▸ **Directions**:
1. Retype everything from "The US and the" down to "in the 2020s." in the article about China and the moon.
2. List every dollar amount that appears in the article about China and the moon.

Has Obama just handed the moon to China?

Photo-montage

A decade from now, the Chinese could have a lunar military base

BY Tim Edwards LAST UPDATED AT 12:01 ON Sun 7 Feb 2010

President Barack Obama's proposal to cut the $81bn funding for Nasa's Constellation manned spaceflight programme spells the end of America's attempt to return people to the moon by 2020. If Congress approves the budget, it almost certainly means the next people to land on the moon will be Chinese. Some people are saying this is a serious strategic error.

Such a strategic withdrawal represents a remarkable turnaround for a country that as recently as 2003 warned that China's "manned space efforts almost certainly will contribute to improved military space systems in the 2010-2020 timeframe".

So claimed a US Defence Department report called 'The Military Power of the People's Republic of China', which for good measure quoted Captain Shen Zhongchang of the Chinese Navy Research Institute as saying: "The mastery of outer space will be a requisite for military victory, with outer space becoming the new commanding heights for combat."

It would be easy to argue this report was a product of its time – when a paranoid Bush administration was looking for enemies to justify its controversial missile defence shield. But if anything the threat from China has increased since then.

Richard Fisher, a senior fellow at the International Assessment and Strategy Center in Virginia, and an authority on Chinese and Asian military affairs, told The First Post: "The problem for the US and its allies is that China's space program is controlled by the People's Liberation Army (PLA) and almost every aspect is designed to produce 'dual use', or some kind of military benefit as well as non-military."

For example, the September 2008 Shenzhou-7 mission is remembered mainly for including China's first space walk, but soon after this exercise, the craft launched a 40kg microsatellite as it passed within 45km of the International Space Station. "Was this a social call, practice for future space docking, or an exercise in manned co-orbital anti-satellite interception?" asks Fisher.

In 2007 China shocked the world by becoming only the third nation to shoot down a satellite with a ground-based missile – demonstrating an ability to protect itself from spy satellites.

The US and the Soviet Union ran similar tests in the 1980s, but stopped, largely because of the menace of orbiting debris from the destroyed satellites.

The Chinese space programme gets by on around $1.3bn per year - compared to Nasa's $17.6bn - but it is already proving an embarrassment to America. With a little more of China's undoubted financial might behind it, it could deliver a lunar base some time in the 2020s.

▸ **Data supplied**:
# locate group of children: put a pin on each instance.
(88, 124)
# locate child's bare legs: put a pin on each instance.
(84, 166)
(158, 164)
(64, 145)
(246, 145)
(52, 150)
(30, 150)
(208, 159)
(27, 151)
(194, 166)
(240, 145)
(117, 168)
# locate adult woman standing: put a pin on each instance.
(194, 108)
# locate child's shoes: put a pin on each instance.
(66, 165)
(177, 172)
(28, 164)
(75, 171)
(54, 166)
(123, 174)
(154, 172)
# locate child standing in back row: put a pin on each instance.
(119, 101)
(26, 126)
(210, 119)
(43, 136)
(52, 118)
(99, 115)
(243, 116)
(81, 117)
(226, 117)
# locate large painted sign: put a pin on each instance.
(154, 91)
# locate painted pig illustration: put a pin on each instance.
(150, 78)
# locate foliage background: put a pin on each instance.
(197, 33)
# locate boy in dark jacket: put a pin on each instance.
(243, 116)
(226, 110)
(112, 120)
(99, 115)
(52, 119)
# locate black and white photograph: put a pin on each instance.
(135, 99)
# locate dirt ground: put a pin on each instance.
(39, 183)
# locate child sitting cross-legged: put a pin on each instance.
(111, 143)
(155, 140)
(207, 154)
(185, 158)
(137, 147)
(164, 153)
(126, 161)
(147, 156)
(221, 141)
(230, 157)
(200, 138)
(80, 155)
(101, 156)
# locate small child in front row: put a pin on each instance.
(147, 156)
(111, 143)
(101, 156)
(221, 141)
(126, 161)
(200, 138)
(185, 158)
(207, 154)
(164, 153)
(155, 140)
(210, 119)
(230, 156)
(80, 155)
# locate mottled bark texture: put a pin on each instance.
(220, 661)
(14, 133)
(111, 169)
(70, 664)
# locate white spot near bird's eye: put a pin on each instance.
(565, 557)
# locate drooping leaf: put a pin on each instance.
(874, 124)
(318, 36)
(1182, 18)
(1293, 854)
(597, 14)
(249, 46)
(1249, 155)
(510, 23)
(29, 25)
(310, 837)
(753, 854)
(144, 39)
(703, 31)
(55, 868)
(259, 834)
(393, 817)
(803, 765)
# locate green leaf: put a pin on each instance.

▸ **Full solutions**:
1.
The US and the Soviet Union ran similar tests in the 1980s, but stopped, largely because of the menace of orbiting debris from the destroyed satellites.

The Chinese space programme gets by on around $1.3bn per year - compared to Nasa's $17.6bn - but it is already proving an embarrassment to America. With a little more of China's undoubted financial might behind it, it could deliver a lunar base some time in the 2020s.

2.
$81bn
$1.3bn
$17.6bn